- Given text -
§ §

Exploratory data analysis

Tokenization

Now we want to analyze the frequency of the words in the data; that is .. ‘what are the most common words in the data?’. But we will do this not only for a single word (unigram - 1-gram), but also for two words at a time (bigram - 2-gram) and for three words at a time (trigram - 3-gram).

To do this we have to apply tokenization to the data; with tokenization we will be able to ‘split a character string into individual element of interest’ (see Introduction to text mining).

The output will be a Term Document Matrix. This matrix will have each ‘corpus term’ represented as a row, and a document as a column. Every cell of the matrix will contain the frequency of the specific ‘corpus term’ in that document (a tweet or a news or a blog). Using tokenization, we will create three different Term Document Matrix so as to have as ‘corpus term’ the unigrams or the bigrams or the trigrams detected by tokenization. In this way, we will be able to analyze their distribution.

With tokenization, the phenomenon of sparsity occurs. We will use a specific parameter (0 < parameter < 1) to control it.

# Unigram tokenization
unigramTokenizer <- function(x) NGramTokenizer(x, Weka_control(min = 1, max = 1))

§ §

- Problem -
Copy the passage of the tokenization text starting at "To do this we" and ending at "to control it.".

- Raw data -
§ §

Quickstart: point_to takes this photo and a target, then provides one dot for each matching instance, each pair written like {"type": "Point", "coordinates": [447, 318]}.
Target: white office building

§ §

- Completed task -
To do this we have to apply tokenization to the data; with tokenization we will be able to ‘split a character string into individual element of interest’ (see Introduction to text mining).

The output will be a Term Document Matrix. This matrix will have each ‘corpus term’ represented as a row, and a document as a column. Every cell of the matrix will contain the frequency of the specific ‘corpus term’ in that document (a tweet or a news or a blog). Using tokenization, we will create three different Term Document Matrix so as to have as ‘corpus term’ the unigrams or the bigrams or the trigrams detected by tokenization. In this way, we will be able to analyze their distribution.

With tokenization, the phenomenon of sparsity occurs. We will use a specific parameter (0 < parameter < 1) to control it.